## INPUT DATA:

====

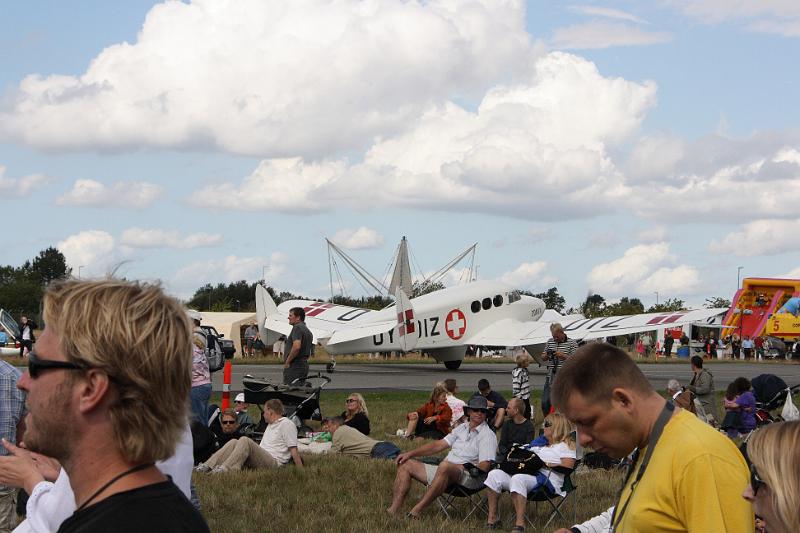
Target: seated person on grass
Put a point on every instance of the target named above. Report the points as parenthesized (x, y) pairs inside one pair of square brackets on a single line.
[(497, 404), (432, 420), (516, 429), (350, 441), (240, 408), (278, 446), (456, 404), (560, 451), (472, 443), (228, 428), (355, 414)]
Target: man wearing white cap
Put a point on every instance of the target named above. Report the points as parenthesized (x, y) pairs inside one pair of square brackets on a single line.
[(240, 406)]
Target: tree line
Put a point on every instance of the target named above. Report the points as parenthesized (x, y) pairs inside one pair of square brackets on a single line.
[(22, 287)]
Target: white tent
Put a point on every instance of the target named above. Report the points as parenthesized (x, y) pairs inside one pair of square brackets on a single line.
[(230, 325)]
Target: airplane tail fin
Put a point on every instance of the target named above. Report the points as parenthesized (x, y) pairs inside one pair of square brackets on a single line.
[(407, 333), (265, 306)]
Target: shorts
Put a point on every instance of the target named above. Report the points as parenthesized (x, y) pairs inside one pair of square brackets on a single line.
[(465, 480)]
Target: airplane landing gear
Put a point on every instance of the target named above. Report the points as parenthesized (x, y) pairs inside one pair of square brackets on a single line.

====

## EXERCISE:
Copy every one of the entries above word for word, leaving out the picture.

## EXERCISE OUTPUT:
Target: seated person on grass
Put a point on every instance of the target named above. Report the points as parenthesized (x, y) pairs inside one pair of square brackets on a single line.
[(497, 404), (432, 420), (516, 429), (350, 441), (240, 408), (278, 446), (456, 404), (560, 451), (472, 443), (228, 428), (355, 414)]
Target: man wearing white cap
Put a point on every instance of the target named above. Report the points as parenthesized (x, y) pairs inside one pair of square brackets on a single line.
[(240, 406)]
Target: tree line
Put a point on every instance of the target named above. Report the points as parenthesized (x, y) pairs inside one pair of square brackets on a single line.
[(22, 287)]
Target: white tent
Put a point on every instance of the target named above. Report the points as parenthesized (x, y) pairs inside one pair of square brackets on a single line.
[(230, 325)]
Target: airplane tail fin
Put a point on every instance of the target named above. Report the points as parenthesized (x, y) pairs inside one pair of square brackets on a single line.
[(407, 333), (265, 306)]
Target: shorts
Put a point on every instance of the target named above. Report the points as parenthesized (x, y) pairs inside one pair of square brackets on a single line.
[(465, 480)]
Target: airplane landing gear
Put a point on every instance of the target named above. Report the points as parenthesized (x, y) pairs inside one pair of square brackets on a single line.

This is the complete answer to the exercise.